→ Problem to solve
The expected response is the full set of records, unchanged.

Dataset records:
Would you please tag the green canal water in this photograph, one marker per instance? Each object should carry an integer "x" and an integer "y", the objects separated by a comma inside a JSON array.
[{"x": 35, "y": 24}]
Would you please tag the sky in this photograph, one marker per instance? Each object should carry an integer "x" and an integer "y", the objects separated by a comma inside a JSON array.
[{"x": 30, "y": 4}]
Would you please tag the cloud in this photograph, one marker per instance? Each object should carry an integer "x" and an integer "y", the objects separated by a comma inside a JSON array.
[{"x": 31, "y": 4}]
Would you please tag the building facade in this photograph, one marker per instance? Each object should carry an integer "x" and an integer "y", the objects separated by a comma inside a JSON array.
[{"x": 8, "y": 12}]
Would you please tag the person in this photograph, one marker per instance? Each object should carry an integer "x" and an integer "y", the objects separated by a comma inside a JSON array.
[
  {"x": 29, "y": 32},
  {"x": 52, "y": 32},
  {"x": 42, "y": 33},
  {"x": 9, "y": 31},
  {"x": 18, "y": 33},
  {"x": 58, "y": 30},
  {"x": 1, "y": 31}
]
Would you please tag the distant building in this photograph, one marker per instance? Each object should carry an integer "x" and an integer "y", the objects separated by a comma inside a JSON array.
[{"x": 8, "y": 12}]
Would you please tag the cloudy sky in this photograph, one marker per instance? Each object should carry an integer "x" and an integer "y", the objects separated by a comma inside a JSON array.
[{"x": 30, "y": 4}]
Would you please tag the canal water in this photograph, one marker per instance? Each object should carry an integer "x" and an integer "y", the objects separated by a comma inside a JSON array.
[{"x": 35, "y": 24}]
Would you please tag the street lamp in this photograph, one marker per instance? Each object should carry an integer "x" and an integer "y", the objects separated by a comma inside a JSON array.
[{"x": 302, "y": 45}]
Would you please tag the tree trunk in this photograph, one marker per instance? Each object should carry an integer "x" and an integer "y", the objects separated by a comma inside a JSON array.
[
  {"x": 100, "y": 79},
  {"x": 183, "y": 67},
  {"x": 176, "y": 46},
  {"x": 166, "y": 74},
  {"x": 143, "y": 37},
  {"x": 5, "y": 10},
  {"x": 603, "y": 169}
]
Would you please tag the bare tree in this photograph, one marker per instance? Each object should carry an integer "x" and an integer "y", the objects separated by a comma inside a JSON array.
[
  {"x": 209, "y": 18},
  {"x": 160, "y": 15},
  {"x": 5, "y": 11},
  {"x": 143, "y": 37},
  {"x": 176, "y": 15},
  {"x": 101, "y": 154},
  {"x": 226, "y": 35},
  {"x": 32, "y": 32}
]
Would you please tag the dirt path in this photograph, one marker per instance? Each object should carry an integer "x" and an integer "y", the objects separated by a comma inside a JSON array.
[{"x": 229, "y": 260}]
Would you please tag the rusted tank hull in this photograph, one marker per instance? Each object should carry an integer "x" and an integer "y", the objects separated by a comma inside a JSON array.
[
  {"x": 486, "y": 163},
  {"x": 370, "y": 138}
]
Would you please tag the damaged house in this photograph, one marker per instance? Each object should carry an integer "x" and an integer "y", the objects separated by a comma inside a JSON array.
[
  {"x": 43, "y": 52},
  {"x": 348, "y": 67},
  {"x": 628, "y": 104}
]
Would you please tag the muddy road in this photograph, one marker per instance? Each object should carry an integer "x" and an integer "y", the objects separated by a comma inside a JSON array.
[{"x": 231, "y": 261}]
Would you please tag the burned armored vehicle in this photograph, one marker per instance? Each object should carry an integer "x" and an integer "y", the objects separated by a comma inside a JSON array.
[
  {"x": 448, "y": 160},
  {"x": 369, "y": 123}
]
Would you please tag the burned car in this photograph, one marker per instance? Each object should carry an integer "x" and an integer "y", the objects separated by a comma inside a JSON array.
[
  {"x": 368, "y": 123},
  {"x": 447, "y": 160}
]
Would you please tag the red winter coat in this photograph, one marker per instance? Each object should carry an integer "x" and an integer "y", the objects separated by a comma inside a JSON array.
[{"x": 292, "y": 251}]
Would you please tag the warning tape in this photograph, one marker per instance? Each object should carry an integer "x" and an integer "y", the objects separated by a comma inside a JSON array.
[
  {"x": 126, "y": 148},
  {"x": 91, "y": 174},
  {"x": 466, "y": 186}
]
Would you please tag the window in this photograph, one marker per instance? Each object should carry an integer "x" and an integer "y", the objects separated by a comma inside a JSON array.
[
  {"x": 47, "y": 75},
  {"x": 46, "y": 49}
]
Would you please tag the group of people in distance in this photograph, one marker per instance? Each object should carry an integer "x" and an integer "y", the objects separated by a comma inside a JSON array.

→ Result below
Would you please tag the green canal water in this photograph, one marker per instance? Each object should carry an integer "x" and an integer "y", the objects separated by a comma inside a JSON array.
[{"x": 35, "y": 24}]
Would you please tag the sky in this photograph, one marker per instance? Each object should carry an integer "x" and an integer "y", the objects separated by a comma inside a JSON array.
[{"x": 30, "y": 4}]
Would you please tag the cloud in this photograph, one marker per instance? Each object should carry an integer "x" and an integer "y", the objects separated by a comma inside a JSON array.
[{"x": 31, "y": 4}]
Would you please tag the building facade in this photograph, one marker per instance? Each object should carry an integer "x" and an integer "y", the objects separated by a comma inside a JSON array.
[{"x": 8, "y": 12}]
Would you please tag the person in this photograph, one marker per instance? Each object should carry an integer "x" and an integer "y", the objects separated by a comma inside a JSON array.
[
  {"x": 29, "y": 32},
  {"x": 52, "y": 32},
  {"x": 42, "y": 33},
  {"x": 9, "y": 31},
  {"x": 18, "y": 33},
  {"x": 58, "y": 30},
  {"x": 1, "y": 31}
]
Would you please tag the distant building in this photograph, one marker per instance? Each object should carry an integer "x" and an integer "y", the objects separated by a comma inside a JSON array.
[{"x": 8, "y": 12}]
Would you please tag the cloudy sky in this photograph, one marker per instance? Each object should carry an integer "x" and an integer "y", the objects separated by a comma inside a JSON array.
[{"x": 30, "y": 4}]
Would you please tag the canal water in this photograph, one marker per instance? Each object should carry an integer "x" and an integer "y", the objects separated by a comma inside a JSON array.
[{"x": 35, "y": 24}]
Would you please tag the street lamp in this photograph, one marker per instance? Each object should carry an integer "x" and an integer "y", the objects separated by a comma inside a JSON array.
[{"x": 302, "y": 45}]
Would you please tag the tree trunk in this photograph, one marker per instance? Each object should carry an integer "x" and an integer "y", the objects separated by a comma inside a JSON array.
[
  {"x": 100, "y": 79},
  {"x": 183, "y": 67},
  {"x": 176, "y": 46},
  {"x": 166, "y": 74},
  {"x": 143, "y": 37},
  {"x": 5, "y": 10},
  {"x": 603, "y": 169}
]
Would you please tag the bare tree in this photograph, one marker per instance? Each object should carry an integer "x" and an integer "y", the objects separated by a comma inside a JSON array.
[
  {"x": 209, "y": 18},
  {"x": 160, "y": 15},
  {"x": 5, "y": 11},
  {"x": 143, "y": 37},
  {"x": 176, "y": 15},
  {"x": 101, "y": 154},
  {"x": 226, "y": 35},
  {"x": 32, "y": 32}
]
Would you please tag the dirt path in this photograph, one marker per instance? Each object should carry an integer "x" and an integer "y", the objects separated by a comma inside a JSON array.
[{"x": 229, "y": 260}]
Would you please tag the rusted tank hull in this photograph, one marker per instance? Each object should carry an integer "x" and an integer "y", the objects separated by a comma inside a JSON array.
[
  {"x": 486, "y": 163},
  {"x": 370, "y": 138}
]
Would you please tag the damaged house in this photograph, one marker per instance? Each object should carry an integer "x" and an integer "y", the objects separated by a comma inside a JSON array.
[
  {"x": 43, "y": 52},
  {"x": 348, "y": 67},
  {"x": 628, "y": 104}
]
Would you please tag the muddy road in this photograph, one marker per instance? Each object should carry an integer "x" and an integer "y", the objects separated by a comma inside a JSON array.
[{"x": 231, "y": 261}]
Would you please tag the burned armored vehicle in this photograph, one marker per instance? Each object should carry an integer "x" and an integer "y", the objects separated by a comma inside a JSON array.
[
  {"x": 448, "y": 160},
  {"x": 369, "y": 123}
]
Would you please tag the burned car in this photograph, one marker per instance? Each object should carry an integer "x" and an integer "y", the objects separated by a comma inside a JSON array.
[
  {"x": 368, "y": 123},
  {"x": 447, "y": 160}
]
Would you please tag the red winter coat in this photograph, one marker per instance? Each object should carry an integer "x" and an integer "y", the objects separated by a comma inside a JSON array.
[{"x": 292, "y": 251}]
Would you please tag the warning tape in this photograph, one marker per instance? Each object should carry an integer "x" and an integer "y", the objects separated by a comma inside a JSON array.
[
  {"x": 126, "y": 148},
  {"x": 91, "y": 174},
  {"x": 466, "y": 186}
]
Would you please tag the window in this photograph, one marker per instance? Each object should carry an integer "x" and an integer "y", the objects separated by a comma inside a JSON array.
[
  {"x": 47, "y": 75},
  {"x": 46, "y": 49}
]
Would you please tag the group of people in distance in this photograph, one marker per instance? Each object should carry an integer "x" and an integer "y", the objects separated by a comma inside a JSON array.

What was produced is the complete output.